◆ Lesetext:
Jeder jüdische Junge, der die Gemara gelernt hat, kennt die Namen Rav und Schmuel – die beiden großen Amoraim, die Kollegen waren. Sie lebten zur Zeit der ersten Generation der Amoraim und führten die beiden großen Jeschiwot (Tora-Akademien) von Sura und Nehardea in Babylon weiter. Wir werden euch zuerst von Rav erzählen.
Rav, oder Abba bar Ajvo, wurde in Babylon geboren. Zu dieser Zeit gab es in Babylon große jüdische Gemeinden. Als Rabbi Jehuda der Prinz in Israel lebte, gingen viele große Gelehrte der Tora nach Israel, um unter der Leitung dieses großen Weisen zu studieren. Rabbi Hija und seine Söhne Rab Chanina und Levi gehörten zu denjenigen, die nach Israel reisten und Rabbi Jehuda bei der Zusammenstellung der Mischna maßgeblich unterstützten. Rav gehörte ebenfalls zu den oben genannten Gelehrten.
„Rav” war ein Ehrentitel, den ihm die Juden gaben, so wie Rabbi Jehuda der Prinz einfach „Rebbe” genannt wurde. Rav hieß Abba und sein Vater hieß Ajwo.
Er stammte aus einer berühmten Gelehrtenfamilie, und auch sein Vater war ein großer Gelehrter. Ravs Vater war einer von fünf Brüdern, die alle Gelehrte der Tora waren, insbesondere Rabbi Hija bar Abba, der ein enger Freund von Rabbi Jehuda war.
Rav war nicht nur für seinen brillanten Intellekt und sein großes Wissen bekannt, sondern auch für sein gutes Aussehen. Er war ein gut aussehender Mann, groß und stark. Daher wurde er oft als Abba Aricha (der „große” Abba) bezeichnet.
Rav in Israel
Rav kam schon in jungen Jahren nach Israel. Er studierte bei seinem Onkel Rabbi Hija, der ihn sehr liebte. Rav war so erfolgreich in seinen Studien, dass Rabbi Hija ihn zu seinem „Dolmetscher” ernannte (jeder Dekan hatte einen besonderen Gelehrten, der die verschiedenen vom Dekan aufgeworfenen Punkte im Detail erklärte und näher auszuführen pflegte). Rav wurde von Rabbi Hija zum Rabbi geweiht. Rabbi Hija behandelte ihn wie seinen eigenen Sohn und gab ihm liebevolle Spitznamen.
Da Rabbi Hija ein enger Freund von Rabbi Jehuda, dem Prinzen, war, stellte er Rav vor Rabbi Jehuda vor. Dieser lud ihn ein, mit ihm und Rabbi Hija zu speisen. Rabbi Hija wies Rav an, wie er sich im fürstlichen Haus von Rabbi Jehuda verhalten sollte.

◆ Gespeicherte Daten:
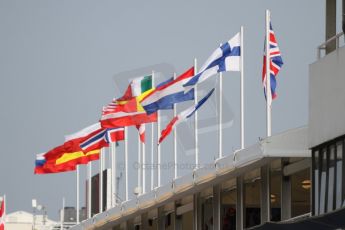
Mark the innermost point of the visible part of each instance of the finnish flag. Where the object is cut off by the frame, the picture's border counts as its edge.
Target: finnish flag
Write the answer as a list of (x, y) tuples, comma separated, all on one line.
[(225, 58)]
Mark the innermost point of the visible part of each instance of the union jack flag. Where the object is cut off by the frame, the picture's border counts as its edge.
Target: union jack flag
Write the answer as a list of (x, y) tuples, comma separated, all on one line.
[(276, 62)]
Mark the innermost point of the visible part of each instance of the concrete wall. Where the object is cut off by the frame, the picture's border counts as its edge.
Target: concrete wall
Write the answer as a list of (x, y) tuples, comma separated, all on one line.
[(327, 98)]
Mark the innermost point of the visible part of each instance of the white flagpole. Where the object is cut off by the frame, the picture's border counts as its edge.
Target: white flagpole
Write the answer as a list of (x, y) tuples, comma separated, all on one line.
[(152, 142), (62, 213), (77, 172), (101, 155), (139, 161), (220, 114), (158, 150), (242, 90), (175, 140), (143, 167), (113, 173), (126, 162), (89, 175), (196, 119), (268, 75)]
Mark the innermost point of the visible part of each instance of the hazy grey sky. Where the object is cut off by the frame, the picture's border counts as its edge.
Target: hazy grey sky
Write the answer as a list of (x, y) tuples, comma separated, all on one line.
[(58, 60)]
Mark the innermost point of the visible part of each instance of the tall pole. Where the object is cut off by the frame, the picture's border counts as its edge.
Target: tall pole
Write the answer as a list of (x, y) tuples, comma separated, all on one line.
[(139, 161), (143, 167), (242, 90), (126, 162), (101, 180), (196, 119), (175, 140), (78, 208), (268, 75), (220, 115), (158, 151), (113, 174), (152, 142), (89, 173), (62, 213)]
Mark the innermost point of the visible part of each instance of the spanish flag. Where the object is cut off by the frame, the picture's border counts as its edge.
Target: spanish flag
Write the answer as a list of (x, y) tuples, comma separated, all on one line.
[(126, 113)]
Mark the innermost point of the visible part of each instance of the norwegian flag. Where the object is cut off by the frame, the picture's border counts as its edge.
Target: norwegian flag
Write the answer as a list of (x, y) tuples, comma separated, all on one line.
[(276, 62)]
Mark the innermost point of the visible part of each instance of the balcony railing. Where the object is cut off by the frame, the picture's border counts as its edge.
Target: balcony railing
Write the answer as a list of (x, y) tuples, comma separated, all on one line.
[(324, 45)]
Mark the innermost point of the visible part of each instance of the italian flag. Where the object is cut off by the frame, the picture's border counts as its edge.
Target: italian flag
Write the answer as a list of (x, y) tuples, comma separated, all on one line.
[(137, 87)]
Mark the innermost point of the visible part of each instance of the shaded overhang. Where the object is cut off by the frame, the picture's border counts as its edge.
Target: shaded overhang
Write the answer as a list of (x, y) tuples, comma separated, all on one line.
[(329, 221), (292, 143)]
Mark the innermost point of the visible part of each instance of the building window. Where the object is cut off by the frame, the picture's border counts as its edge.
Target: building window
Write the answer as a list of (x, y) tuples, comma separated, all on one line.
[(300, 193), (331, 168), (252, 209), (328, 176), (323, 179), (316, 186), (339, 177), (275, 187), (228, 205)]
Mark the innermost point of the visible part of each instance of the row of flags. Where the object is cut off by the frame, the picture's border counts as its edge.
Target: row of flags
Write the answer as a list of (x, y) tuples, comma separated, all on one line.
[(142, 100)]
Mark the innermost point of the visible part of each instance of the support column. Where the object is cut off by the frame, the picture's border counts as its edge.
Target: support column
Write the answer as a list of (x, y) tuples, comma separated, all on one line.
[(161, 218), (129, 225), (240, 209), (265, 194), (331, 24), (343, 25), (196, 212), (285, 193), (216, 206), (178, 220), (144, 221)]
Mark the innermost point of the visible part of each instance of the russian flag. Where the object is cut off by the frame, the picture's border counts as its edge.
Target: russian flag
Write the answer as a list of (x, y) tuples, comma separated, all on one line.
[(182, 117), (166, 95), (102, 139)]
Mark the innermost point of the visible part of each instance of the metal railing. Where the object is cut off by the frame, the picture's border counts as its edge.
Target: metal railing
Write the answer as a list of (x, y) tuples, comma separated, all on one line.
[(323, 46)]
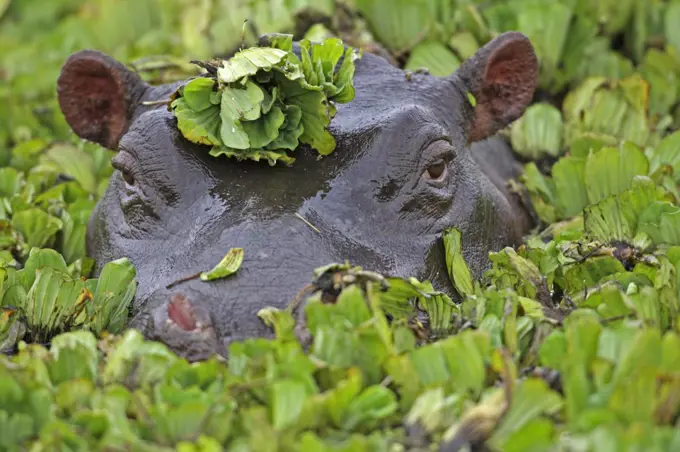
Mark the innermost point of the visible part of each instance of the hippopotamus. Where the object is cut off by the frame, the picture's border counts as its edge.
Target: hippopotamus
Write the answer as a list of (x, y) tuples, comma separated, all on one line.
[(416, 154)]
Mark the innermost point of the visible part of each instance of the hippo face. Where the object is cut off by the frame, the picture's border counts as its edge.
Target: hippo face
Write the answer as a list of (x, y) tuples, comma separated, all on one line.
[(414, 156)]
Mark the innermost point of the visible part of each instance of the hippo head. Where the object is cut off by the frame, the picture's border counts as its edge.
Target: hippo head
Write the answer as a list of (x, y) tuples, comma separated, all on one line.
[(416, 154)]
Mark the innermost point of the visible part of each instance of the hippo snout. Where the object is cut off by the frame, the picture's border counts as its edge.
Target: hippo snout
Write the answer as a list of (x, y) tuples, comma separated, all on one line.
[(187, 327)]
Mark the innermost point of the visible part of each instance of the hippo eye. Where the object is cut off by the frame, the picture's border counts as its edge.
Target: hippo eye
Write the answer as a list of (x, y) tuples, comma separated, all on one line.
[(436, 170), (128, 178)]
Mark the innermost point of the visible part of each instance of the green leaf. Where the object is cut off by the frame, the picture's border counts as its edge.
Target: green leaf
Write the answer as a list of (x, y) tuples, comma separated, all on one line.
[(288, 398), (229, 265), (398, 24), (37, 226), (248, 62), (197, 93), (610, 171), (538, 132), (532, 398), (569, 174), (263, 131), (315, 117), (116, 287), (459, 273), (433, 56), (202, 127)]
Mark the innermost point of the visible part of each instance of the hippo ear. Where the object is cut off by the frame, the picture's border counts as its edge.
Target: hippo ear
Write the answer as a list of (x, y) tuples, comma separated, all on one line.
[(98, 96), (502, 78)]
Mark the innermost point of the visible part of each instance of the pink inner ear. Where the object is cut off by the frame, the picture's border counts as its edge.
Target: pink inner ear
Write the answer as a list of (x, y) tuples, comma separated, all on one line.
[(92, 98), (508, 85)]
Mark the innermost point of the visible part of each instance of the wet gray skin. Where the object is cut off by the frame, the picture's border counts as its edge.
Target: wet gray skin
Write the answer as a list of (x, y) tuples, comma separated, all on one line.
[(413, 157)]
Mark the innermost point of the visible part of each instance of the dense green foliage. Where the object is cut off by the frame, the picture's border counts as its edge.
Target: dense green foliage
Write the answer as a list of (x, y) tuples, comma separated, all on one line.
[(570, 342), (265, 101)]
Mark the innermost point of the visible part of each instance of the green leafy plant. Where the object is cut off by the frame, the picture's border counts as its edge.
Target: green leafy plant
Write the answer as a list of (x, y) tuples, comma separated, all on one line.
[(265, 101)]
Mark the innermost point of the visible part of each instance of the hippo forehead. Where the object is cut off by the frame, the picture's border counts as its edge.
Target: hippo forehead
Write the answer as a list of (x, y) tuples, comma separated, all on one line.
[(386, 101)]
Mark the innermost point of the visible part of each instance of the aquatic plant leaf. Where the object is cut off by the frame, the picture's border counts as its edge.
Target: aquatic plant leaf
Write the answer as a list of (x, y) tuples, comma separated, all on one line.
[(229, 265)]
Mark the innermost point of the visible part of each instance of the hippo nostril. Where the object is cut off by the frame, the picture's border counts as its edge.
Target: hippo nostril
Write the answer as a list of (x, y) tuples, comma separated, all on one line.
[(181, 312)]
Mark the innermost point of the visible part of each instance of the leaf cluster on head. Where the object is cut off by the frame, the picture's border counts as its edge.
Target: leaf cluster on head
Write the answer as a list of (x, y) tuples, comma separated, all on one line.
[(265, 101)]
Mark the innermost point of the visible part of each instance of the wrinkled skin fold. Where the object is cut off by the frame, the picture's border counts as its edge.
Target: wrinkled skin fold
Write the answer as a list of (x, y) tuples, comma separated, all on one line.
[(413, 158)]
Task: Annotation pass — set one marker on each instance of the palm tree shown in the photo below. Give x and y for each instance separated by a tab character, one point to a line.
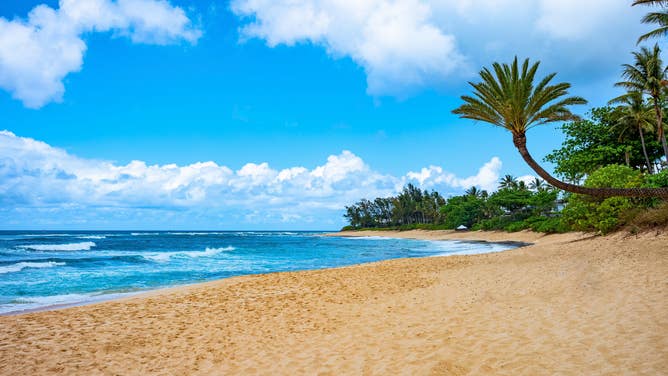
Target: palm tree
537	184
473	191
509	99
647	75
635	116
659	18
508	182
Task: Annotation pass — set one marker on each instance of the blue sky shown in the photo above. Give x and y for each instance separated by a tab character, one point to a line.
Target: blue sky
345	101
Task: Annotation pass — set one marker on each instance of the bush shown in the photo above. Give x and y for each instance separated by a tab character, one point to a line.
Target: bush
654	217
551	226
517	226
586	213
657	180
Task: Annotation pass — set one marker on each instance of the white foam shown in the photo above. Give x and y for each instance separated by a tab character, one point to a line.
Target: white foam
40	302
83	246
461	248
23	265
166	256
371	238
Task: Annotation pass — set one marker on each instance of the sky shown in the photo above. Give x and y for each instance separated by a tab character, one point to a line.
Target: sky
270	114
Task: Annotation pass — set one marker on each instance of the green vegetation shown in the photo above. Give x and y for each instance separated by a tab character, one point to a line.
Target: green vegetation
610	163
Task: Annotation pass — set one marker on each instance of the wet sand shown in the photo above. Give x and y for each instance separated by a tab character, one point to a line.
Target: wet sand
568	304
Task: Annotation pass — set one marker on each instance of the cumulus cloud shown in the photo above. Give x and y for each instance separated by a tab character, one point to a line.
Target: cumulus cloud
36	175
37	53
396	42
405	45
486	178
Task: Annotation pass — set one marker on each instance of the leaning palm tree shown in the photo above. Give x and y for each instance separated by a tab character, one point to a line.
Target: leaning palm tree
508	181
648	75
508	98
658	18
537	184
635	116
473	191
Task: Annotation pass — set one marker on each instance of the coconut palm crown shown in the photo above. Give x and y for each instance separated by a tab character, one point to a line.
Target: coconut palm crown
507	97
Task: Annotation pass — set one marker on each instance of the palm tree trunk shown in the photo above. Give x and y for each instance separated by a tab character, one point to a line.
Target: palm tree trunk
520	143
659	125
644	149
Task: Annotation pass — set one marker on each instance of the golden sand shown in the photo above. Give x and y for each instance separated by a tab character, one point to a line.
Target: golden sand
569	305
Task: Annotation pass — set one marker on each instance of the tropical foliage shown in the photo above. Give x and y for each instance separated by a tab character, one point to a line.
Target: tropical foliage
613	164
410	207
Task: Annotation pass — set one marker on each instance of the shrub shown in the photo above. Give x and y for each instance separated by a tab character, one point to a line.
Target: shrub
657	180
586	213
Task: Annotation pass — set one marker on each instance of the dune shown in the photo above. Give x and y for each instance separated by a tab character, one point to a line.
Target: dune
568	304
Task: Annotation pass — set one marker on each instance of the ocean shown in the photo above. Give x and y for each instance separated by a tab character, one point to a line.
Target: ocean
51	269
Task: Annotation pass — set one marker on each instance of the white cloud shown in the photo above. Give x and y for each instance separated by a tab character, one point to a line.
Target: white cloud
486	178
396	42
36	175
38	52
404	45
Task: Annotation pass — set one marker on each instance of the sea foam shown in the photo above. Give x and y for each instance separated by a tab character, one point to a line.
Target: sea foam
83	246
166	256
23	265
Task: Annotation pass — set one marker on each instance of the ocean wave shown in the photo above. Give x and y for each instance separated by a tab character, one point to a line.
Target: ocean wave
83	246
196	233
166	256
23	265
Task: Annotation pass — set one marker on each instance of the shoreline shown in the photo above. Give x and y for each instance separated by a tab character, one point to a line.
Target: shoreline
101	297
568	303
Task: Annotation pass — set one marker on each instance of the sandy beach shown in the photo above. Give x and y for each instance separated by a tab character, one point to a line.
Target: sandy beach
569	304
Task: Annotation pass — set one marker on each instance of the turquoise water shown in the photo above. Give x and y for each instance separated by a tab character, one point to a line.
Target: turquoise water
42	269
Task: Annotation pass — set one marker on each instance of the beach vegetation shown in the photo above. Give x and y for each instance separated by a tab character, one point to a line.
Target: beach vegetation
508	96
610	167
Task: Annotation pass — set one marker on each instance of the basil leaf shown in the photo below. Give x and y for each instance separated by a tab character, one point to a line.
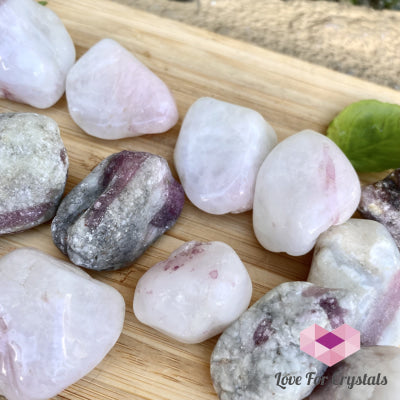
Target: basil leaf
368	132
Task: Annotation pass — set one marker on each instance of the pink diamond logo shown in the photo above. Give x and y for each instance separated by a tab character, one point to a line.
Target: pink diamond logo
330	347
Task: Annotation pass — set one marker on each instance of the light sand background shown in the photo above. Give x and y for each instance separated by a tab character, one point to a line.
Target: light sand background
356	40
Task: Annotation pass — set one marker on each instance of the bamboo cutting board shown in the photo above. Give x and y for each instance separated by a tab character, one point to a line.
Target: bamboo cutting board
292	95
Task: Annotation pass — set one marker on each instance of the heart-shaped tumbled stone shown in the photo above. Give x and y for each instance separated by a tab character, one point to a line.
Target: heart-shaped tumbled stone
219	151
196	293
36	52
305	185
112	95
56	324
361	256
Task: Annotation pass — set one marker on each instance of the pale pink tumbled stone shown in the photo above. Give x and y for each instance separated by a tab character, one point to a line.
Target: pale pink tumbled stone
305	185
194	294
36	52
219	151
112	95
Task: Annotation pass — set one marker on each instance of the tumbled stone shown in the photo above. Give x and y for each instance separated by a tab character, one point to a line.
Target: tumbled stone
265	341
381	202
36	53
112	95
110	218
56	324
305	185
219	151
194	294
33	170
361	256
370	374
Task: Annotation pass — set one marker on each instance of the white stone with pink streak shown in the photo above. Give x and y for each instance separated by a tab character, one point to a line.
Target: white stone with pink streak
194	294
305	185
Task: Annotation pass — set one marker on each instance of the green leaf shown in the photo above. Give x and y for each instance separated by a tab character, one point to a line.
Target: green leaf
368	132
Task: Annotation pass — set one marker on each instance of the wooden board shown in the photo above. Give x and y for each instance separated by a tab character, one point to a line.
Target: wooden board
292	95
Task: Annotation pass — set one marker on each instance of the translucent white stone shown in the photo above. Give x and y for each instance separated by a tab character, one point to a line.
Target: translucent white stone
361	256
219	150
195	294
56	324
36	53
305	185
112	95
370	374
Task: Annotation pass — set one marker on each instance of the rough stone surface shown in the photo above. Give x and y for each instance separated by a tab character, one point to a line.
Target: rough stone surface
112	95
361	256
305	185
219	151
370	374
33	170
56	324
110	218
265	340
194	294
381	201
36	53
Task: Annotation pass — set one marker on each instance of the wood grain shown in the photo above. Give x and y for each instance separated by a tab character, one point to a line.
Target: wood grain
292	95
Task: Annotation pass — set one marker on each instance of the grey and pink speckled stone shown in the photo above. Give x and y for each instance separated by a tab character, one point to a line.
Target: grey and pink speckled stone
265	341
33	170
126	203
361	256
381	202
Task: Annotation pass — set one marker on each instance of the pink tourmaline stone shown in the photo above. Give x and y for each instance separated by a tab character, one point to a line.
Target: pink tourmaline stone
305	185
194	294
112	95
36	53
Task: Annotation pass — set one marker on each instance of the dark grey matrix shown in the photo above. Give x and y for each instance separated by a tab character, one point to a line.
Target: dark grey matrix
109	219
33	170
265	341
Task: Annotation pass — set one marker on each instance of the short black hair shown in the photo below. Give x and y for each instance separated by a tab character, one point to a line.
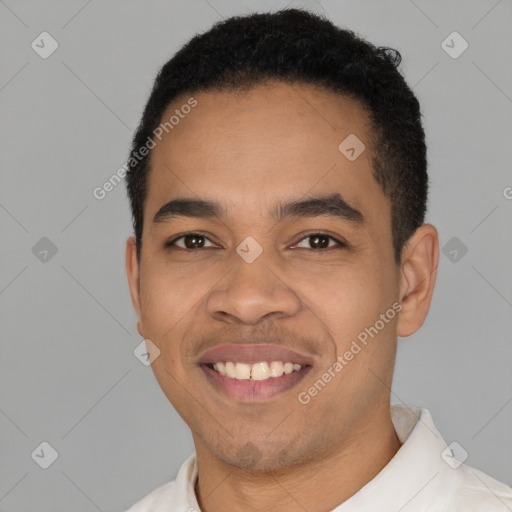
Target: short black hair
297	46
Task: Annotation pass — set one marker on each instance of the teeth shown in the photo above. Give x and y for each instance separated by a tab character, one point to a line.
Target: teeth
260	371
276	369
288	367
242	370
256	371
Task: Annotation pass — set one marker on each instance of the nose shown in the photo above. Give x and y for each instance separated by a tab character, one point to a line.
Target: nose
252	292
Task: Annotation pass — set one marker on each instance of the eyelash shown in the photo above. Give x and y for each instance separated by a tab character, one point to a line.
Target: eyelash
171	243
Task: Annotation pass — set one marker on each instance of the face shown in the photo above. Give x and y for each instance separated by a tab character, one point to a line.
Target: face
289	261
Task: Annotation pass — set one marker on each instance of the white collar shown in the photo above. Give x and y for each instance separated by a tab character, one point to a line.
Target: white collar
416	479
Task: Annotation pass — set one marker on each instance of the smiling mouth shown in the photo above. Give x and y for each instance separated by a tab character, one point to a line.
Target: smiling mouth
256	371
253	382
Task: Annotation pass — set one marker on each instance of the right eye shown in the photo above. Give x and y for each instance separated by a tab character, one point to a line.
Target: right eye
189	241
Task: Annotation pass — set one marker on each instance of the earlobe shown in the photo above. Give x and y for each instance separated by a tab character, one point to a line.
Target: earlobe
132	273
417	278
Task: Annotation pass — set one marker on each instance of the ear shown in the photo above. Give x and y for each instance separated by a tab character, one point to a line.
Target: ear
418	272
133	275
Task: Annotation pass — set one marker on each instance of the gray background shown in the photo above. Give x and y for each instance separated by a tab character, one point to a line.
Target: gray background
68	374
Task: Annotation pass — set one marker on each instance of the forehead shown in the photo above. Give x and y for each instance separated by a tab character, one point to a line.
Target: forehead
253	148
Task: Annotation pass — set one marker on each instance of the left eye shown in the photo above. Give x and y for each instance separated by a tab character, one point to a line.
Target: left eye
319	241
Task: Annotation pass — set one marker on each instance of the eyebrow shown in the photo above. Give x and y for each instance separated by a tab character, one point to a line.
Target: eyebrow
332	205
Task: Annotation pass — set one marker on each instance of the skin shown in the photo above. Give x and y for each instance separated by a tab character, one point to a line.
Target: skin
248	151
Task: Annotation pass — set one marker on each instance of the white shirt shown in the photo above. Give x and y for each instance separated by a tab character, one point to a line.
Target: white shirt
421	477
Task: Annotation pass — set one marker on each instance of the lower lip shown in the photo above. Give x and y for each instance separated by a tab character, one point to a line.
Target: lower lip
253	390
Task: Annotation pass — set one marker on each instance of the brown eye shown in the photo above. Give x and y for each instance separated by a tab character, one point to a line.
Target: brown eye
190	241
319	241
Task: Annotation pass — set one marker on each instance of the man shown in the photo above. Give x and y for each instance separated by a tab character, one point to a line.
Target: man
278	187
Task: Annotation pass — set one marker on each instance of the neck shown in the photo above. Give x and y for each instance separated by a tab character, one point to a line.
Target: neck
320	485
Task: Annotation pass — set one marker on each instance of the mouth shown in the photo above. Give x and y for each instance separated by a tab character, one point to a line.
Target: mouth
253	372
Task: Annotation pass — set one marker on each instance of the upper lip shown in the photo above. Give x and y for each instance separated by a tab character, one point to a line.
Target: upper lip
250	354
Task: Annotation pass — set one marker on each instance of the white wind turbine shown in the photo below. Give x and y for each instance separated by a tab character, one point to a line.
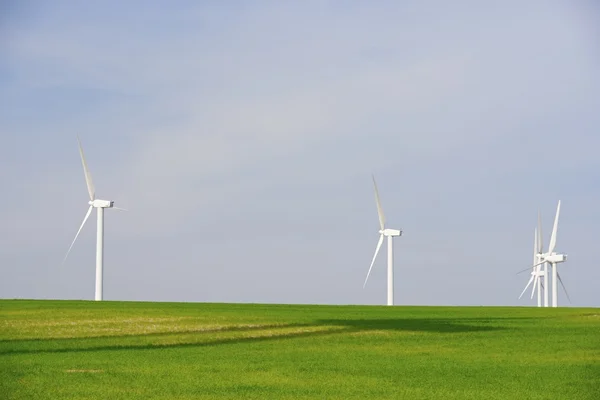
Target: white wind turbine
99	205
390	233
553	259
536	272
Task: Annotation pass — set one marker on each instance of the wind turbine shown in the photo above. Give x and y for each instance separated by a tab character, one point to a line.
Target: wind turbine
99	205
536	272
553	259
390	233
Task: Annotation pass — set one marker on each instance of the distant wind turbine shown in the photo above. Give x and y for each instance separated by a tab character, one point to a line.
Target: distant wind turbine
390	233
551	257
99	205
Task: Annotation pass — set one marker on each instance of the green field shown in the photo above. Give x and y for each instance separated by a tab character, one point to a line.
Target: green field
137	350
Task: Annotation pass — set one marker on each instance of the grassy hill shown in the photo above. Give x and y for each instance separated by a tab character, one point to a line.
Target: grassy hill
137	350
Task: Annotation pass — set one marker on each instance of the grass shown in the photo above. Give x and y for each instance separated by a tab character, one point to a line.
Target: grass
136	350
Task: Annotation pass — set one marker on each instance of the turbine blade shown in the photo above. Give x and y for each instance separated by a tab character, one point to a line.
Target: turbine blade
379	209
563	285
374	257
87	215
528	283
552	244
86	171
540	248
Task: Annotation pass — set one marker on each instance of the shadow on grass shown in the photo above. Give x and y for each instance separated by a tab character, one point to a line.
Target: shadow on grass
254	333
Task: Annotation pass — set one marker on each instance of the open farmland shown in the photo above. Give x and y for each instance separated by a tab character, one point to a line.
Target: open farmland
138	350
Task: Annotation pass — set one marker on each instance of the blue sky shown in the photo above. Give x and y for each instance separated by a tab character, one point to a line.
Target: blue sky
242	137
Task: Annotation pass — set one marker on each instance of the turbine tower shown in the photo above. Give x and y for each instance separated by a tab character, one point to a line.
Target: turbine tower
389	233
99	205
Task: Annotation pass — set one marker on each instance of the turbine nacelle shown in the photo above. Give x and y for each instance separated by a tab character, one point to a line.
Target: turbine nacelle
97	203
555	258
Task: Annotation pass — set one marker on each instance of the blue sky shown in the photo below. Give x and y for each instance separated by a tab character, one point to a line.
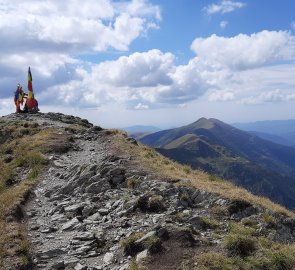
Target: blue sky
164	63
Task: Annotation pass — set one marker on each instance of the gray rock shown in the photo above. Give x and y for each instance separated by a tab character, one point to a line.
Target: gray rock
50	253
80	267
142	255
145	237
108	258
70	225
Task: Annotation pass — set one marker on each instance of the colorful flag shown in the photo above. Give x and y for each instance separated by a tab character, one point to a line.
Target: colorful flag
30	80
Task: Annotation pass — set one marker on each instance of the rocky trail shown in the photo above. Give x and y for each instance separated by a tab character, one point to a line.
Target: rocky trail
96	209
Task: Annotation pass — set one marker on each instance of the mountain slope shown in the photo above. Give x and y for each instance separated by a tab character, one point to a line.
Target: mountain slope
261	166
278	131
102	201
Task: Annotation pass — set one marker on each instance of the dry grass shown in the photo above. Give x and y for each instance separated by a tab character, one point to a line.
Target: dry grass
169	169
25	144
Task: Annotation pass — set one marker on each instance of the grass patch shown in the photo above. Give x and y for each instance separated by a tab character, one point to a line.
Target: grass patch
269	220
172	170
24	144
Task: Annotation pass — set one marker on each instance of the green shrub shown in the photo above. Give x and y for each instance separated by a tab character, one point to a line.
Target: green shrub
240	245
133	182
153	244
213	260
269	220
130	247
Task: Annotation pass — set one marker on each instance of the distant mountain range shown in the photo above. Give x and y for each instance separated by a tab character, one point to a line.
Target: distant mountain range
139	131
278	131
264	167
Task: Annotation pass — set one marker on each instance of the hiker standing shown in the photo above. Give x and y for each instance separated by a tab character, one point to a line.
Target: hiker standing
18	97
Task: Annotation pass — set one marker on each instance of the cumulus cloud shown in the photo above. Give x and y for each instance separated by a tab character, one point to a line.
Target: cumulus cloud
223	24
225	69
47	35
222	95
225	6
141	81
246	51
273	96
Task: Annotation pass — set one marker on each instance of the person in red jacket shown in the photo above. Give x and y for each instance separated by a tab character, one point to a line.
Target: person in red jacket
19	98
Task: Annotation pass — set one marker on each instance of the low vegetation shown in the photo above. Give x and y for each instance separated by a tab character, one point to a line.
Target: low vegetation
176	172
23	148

◆ Gestellte Aufgaben:
[A] Prüfen Sie anhand des Textes über Rav, ob die folgenden Aussagen zutreffen: (i) Rav wurde in Israel geboren. (ii) Rabbi Hija weihte Rav zum Rabbi. (iii) Ravs Vater war einer von fünf Brüdern. Beantworten Sie jede Aussage mit Ja oder Nein und führen Sie die entscheidenden Worte des Textes wörtlich an.
[B] Setzen Sie den Text über Rav im Anschluss an dessen letzten Satz fort.

◆ Ergebnisse je Aufgabe:
[A]
(i) Nein: „Rav, oder Abba bar Ajvo, wurde in Babylon geboren.“
(ii) Ja: „Rav wurde von Rabbi Hija zum Rabbi geweiht.“
(iii) Ja: „Ravs Vater war einer von fünf Brüdern, die alle Gelehrte der Tora waren“

[B]
Nachdem Rav sich mit der Tora und Weisheit angefüllt hatte, beschloss er, Babylon einen kurzen Besuch abzustatten. Er kam in Nehardea an, wo er viele schwierige rechtliche Probleme klärte.
Seine Eltern starben, während er in Babylon war. Als Rav nach Israel zurückkehrte, fragte Rabbi Hija ihn, ob sein (Ravs) Vater noch am Leben sei. Rav wollte keine schlechten Nachrichten überbringen und antwortete: „Warum fragst du nicht, ob meine Mutter noch lebt?“ Rabbi Hija fragte dann: „Lebt deine Mutter?“ Rav konterte erneut mit einer Frage: „Und lebt mein Vater?“ Rabbi Hija verstand aus der Art und Weise, wie Rav antwortete, dass beide Eltern von Rav nicht mehr am Leben waren.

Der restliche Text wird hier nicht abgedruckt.